READING TEXT →
Content starts

Indigenous artists and allies are mourning the death of Lucinda Turner, a British Columbian artist who worked to expose fraudulent Indigenous artworks, and helped repatriate Indigenous artifacts to their rightful owners. Turner died on Monday at the age of 63.
Turner was born to British immigrants in 1958. After studying art at the Emily Carr University of Art and Design in Vancouver, she started working as an apprentice for Nisga’a master sculptor and carver Norman Tait in 1991.
Over 26 years, Turner and Tait created notable artworks, including eagle- and salmon-shaped carvings commissioned by the former Vancouver Stock Exchange.
After Tait passed away in 2016, Turner retired. When she discovered copies of Tait’s work being passed off as originals, she devoted her time to exposing other artworks falsely claiming to be Indigenous North Coast art.
In 2017, she created a Facebook group where she challenged and posted about Indigenous artworks in Canada that claimed to be authentic. The group currently has more than 4,300 members.

Content ends

TASK INSTRUCTIONS →
a. Answer these about the Lucinda Turner article:
(i) How old was Turner when she died?
(ii) In what year did she start working as an apprentice for Norman Tait?
(iii) How many members does her Facebook group currently have?
b. Copy the Lucinda Turner article word for word, starting with "Indigenous artists and" and going on through "Tait in 1991.".
c. Carry on the Lucinda Turner article from its last sentence.

INFORMATION SHOWN →
Content starts

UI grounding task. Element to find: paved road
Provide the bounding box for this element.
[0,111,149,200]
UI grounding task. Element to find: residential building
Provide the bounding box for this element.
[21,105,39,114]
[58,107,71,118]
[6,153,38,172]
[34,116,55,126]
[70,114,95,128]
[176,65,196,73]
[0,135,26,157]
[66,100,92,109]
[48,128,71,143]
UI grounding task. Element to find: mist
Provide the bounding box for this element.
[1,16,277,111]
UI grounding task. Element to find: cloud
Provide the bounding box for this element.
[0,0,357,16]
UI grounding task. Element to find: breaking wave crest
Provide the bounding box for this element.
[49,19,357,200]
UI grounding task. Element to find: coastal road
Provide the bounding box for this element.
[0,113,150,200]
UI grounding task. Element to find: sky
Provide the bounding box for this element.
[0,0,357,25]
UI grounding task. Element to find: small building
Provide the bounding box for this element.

Content ends
Content starts

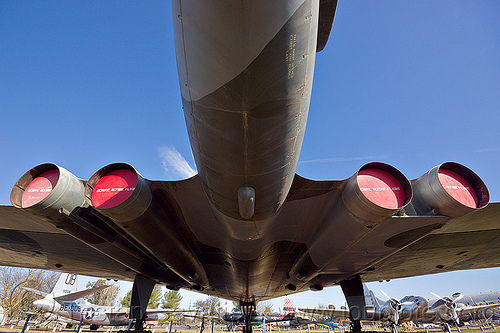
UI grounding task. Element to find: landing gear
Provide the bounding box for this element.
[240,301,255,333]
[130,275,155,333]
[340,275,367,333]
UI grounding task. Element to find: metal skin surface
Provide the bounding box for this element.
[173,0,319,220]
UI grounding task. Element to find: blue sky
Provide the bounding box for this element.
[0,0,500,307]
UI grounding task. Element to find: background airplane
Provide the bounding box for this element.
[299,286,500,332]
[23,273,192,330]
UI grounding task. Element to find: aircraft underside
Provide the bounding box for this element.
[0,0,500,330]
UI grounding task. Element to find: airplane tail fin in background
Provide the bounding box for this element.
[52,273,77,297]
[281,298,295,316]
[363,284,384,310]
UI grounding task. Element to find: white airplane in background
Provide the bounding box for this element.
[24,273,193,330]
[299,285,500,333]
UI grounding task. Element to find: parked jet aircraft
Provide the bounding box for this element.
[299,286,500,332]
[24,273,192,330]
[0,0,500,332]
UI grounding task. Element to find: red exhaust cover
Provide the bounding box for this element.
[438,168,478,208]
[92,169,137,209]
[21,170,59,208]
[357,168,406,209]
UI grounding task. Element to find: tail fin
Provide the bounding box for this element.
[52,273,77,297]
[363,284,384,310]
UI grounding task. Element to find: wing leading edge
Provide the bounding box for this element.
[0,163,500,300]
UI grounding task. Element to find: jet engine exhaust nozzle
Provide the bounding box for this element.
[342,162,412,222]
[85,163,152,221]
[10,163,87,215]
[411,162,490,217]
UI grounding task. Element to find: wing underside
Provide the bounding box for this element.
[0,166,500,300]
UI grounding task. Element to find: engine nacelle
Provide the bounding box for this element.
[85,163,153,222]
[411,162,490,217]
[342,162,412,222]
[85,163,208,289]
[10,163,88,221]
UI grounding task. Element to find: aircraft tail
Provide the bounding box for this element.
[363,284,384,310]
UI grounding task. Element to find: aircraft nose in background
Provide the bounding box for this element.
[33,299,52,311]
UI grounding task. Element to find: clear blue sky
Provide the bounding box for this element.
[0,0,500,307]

Content ends

ANSWERS TO EACH TASK →
a.
(i) 63
(ii) 1991
(iii) More than 4,300

b.
Indigenous artists and allies are mourning the death of Lucinda Turner, a British Columbian artist who worked to expose fraudulent Indigenous artworks, and helped repatriate Indigenous artifacts to their rightful owners. Turner died on Monday at the age of 63.
Turner was born to British immigrants in 1958. After studying art at the Emily Carr University of Art and Design in Vancouver, she started working as an apprentice for Nisga’a master sculptor and carver Norman Tait in 1991.

c.
In an interview with CBC News in December 2017, Turner said she discovered that the fakes were being mass produced, undercutting Indigenous artists and making it harder for young First Nations carvers to make a living.
In support of Indigenous artists, Turner, together with members of the Facebook group, also wrote to online sellers whose products — including masks, t-shirts, coffee mugs and pillows — copied North Coast artworks and designs without permission, and requested for those products to be removed. She shared these efforts in an open letter to various government agencies last November in hopes of raising awareness on the issue.
Turner once gave a lecture at the Burke Museum of Natural History and Culture in Seattle about imitation carving manufactured and imported from overseas, including Indonesia and the Philippines. She said one of them, an imitation of Tait’s Medicine Beaver carving, sold for $160 online.
Among other fakes she identified were reproductions of 19th-century carvings in major museums, such as a beaver rattle from the British Museum in London, and imitations of artwork by contemporary northwest coast artists, including acclaimed carver Bill Reid.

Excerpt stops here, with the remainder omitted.